### REQUIRED TASK
Recast the lines below as a JSON list of strings, one string per line and no blank lines, taking everything from the line containing "Each instance of the tree trunk" down to the line containing "Each instance of the woven", with both of those lines included.

────────────────

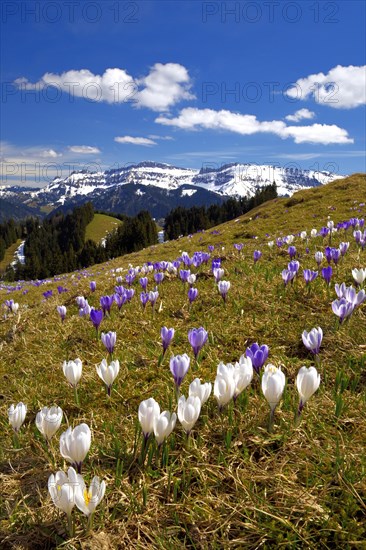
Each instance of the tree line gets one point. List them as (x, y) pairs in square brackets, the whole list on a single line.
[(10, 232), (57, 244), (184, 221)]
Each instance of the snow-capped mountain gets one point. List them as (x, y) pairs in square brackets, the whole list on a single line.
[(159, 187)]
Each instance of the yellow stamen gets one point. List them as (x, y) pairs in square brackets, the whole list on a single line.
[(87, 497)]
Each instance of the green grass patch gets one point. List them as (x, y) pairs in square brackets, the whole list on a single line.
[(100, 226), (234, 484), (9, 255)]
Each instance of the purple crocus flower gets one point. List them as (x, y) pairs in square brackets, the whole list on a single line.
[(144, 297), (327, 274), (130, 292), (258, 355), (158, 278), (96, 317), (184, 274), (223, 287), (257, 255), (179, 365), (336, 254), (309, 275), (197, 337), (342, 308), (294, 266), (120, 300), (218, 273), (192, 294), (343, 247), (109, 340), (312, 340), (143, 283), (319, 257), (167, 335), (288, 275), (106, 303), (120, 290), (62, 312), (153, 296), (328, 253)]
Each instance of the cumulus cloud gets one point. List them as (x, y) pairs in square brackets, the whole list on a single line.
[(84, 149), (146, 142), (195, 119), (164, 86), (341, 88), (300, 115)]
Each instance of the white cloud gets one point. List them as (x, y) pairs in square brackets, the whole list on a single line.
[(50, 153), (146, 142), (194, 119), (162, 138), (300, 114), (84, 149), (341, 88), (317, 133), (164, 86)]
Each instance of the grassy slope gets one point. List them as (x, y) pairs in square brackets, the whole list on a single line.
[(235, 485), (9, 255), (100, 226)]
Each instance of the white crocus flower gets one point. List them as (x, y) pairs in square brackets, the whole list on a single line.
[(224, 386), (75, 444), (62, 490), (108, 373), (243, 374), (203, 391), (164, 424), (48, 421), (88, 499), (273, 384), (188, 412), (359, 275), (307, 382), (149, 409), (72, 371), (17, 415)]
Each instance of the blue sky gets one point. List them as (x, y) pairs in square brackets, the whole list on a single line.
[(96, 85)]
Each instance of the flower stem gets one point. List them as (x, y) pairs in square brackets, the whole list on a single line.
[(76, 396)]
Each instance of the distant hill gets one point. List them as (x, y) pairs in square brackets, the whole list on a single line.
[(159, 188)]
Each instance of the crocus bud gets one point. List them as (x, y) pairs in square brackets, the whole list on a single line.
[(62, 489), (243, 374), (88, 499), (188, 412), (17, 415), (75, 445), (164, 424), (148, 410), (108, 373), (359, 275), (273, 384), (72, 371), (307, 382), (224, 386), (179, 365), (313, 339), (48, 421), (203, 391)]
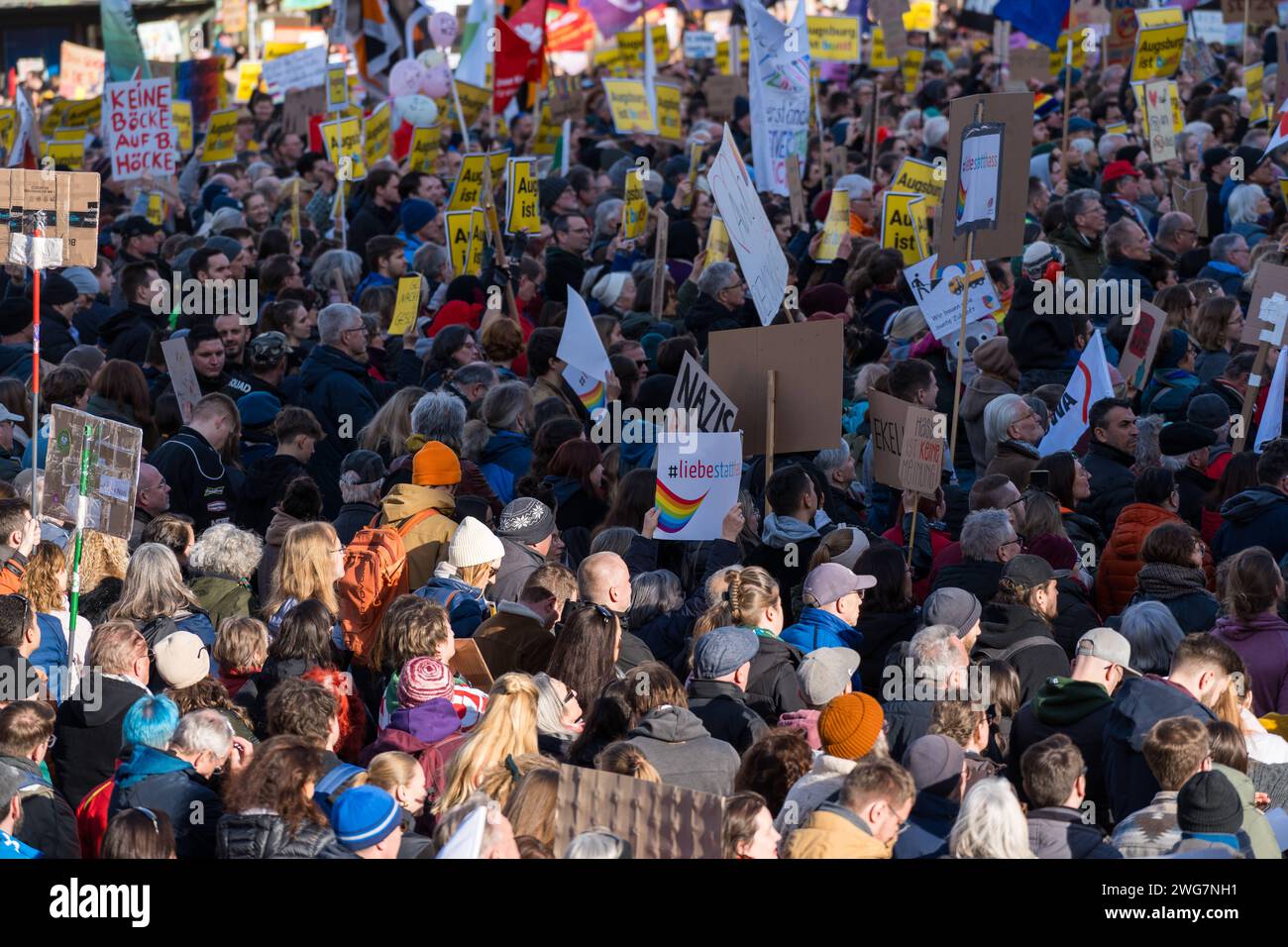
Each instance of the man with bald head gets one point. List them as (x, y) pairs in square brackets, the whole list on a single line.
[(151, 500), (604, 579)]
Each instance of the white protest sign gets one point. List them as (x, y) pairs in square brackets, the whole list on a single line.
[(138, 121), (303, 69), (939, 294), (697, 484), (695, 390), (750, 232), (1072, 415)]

────────────────

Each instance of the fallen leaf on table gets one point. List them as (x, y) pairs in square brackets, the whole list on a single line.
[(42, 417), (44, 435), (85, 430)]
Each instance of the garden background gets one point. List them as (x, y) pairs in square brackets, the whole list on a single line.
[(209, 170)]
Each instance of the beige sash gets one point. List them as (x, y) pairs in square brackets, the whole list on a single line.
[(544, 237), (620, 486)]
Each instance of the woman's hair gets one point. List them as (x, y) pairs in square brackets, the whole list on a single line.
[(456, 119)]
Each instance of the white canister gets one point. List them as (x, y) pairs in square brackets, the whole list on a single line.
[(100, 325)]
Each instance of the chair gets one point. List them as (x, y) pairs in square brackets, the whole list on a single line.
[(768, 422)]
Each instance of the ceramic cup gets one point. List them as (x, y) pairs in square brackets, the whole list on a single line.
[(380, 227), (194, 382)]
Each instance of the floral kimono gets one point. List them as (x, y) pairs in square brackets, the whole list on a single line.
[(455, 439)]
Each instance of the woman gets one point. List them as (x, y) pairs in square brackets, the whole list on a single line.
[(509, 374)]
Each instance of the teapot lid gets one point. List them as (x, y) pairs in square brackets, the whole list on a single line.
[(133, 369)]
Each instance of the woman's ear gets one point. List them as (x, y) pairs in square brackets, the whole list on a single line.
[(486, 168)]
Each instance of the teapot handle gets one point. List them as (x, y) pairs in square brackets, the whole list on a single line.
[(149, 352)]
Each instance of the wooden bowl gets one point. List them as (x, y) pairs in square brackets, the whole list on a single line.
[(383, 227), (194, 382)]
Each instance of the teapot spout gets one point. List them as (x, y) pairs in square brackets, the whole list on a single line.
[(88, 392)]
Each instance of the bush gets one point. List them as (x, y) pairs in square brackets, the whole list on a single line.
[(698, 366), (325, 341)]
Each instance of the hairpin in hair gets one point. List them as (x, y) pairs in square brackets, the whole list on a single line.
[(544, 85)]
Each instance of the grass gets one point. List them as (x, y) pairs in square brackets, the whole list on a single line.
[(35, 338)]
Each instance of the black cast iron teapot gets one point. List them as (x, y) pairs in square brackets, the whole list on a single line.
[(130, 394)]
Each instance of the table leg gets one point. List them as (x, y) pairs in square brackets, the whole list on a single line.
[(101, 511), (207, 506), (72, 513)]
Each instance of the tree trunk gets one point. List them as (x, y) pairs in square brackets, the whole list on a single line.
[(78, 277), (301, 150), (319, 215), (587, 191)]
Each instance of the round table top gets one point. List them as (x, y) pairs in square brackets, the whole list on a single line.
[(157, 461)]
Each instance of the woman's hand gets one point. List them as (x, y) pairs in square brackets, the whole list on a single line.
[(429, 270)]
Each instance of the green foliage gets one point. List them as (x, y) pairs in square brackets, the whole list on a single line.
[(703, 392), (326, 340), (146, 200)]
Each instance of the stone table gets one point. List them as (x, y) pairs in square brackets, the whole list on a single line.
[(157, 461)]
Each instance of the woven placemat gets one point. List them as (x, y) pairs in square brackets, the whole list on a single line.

────────────────

### FINAL RESULT
[
  "Each instance of the tree trunk gets one point. List them as (x, y) pairs in square brackets, the whole list on a single line.",
  "[(78, 277), (301, 150), (319, 215), (587, 191)]",
  "Each instance of the round table top gets one point. List them as (x, y) pairs in square brackets, the whole list on a single line.",
  "[(157, 461)]",
  "Each instance of the woman's hand gets one point. List them as (x, y) pairs in square brackets, the whole list on a single line.",
  "[(429, 270)]",
  "Each instance of the green foliage gets one point. List them as (x, y) pairs in square brackets, the whole list on a single line.",
  "[(703, 392), (326, 340), (146, 200)]",
  "Each instance of the stone table gets one point. List them as (x, y) pairs in square brackets, the whole list on a single line.",
  "[(157, 461)]",
  "Each instance of the woven placemat gets one point. List them as (x, y) pairs in square brackets, the whole list on a single line."
]